Could you express the records starting at the line that contains "Prompted segmentation: for" and ending at the line that contains "positive clicks: (807, 634)" as a Markdown table with the columns Row and Text, leaving out any blank lines?

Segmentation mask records
══════════════════════════════
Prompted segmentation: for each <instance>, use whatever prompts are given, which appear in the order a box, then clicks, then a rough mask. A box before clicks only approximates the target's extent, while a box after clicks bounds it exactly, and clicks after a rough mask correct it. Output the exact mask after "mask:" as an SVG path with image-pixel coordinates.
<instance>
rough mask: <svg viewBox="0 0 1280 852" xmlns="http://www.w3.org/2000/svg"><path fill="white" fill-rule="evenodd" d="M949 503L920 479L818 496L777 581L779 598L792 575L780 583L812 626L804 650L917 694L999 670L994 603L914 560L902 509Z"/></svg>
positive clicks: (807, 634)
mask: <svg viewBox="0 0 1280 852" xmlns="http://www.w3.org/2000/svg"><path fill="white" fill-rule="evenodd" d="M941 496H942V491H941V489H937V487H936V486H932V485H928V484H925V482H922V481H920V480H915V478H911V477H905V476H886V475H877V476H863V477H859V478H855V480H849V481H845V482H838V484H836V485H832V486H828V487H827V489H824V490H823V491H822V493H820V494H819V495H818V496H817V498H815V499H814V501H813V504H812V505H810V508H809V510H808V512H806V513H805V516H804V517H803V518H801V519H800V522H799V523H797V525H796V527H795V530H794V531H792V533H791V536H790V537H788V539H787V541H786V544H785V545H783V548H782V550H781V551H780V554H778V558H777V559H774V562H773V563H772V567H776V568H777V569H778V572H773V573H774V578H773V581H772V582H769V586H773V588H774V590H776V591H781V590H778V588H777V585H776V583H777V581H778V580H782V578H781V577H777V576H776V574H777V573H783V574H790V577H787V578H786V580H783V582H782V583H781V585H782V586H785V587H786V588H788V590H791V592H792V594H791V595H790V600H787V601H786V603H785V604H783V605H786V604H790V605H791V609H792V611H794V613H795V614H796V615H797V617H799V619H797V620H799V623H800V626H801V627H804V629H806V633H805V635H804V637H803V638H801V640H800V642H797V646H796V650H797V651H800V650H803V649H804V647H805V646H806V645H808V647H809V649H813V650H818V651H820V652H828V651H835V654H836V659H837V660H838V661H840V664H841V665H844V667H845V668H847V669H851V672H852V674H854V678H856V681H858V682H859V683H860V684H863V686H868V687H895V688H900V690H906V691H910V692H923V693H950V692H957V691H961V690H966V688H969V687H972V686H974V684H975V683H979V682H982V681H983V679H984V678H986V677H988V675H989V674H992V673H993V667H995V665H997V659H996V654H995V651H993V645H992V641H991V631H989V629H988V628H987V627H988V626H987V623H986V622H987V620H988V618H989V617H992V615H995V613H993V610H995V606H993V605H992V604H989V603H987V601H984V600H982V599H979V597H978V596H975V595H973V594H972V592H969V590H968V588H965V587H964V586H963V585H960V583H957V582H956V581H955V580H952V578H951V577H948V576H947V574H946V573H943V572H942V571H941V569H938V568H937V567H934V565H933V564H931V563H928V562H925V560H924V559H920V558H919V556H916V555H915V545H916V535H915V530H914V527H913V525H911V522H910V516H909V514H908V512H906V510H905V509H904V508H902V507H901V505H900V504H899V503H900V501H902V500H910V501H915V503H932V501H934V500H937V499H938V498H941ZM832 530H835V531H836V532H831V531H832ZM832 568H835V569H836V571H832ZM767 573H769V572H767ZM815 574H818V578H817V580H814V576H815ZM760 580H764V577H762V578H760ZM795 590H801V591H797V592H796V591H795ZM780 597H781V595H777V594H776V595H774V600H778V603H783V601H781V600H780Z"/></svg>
══════════════════════════════
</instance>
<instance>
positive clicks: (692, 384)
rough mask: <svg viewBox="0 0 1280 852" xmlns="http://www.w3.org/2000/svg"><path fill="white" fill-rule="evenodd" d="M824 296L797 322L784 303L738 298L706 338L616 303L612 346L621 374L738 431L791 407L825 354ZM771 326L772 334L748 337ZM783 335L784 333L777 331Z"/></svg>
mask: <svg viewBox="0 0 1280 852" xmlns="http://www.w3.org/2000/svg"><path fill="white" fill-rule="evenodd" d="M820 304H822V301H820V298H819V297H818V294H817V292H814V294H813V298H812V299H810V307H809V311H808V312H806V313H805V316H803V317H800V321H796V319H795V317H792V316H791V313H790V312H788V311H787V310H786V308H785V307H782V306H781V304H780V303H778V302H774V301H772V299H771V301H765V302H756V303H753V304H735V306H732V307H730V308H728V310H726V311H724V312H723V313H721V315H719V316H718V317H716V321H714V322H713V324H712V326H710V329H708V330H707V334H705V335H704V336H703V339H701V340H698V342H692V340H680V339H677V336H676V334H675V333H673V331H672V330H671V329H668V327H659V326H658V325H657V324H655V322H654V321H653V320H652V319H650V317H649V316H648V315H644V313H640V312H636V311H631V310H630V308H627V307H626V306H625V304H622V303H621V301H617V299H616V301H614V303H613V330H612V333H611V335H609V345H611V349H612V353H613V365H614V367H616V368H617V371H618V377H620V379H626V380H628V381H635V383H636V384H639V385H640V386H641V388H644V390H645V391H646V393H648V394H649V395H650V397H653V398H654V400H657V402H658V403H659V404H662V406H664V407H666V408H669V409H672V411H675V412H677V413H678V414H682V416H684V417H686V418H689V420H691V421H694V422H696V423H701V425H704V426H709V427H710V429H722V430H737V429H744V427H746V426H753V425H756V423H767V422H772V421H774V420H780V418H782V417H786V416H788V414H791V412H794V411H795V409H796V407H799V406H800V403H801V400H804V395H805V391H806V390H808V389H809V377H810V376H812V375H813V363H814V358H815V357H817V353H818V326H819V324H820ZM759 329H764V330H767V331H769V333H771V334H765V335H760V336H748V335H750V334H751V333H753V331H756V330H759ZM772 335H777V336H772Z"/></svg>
══════════════════════════════
■ **Expected answer**
| Row | Text |
|---|---|
| 1 | Prompted segmentation: for each <instance>, use whatever prompts are given, which appear in the order a box, then clicks, then a rough mask. A box before clicks only approximates the target's extent, while a box after clicks bounds it exactly, and clicks after a rough mask correct it. Output the exact mask after "mask:" as an SVG path with image-pixel coordinates. |
| 2 | <instance> |
| 3 | rough mask: <svg viewBox="0 0 1280 852" xmlns="http://www.w3.org/2000/svg"><path fill="white" fill-rule="evenodd" d="M949 503L920 479L818 496L777 581L779 598L792 575L780 583L812 626L804 650L917 694L999 670L994 603L914 560L902 509Z"/></svg> |
| 4 | positive clicks: (807, 634) |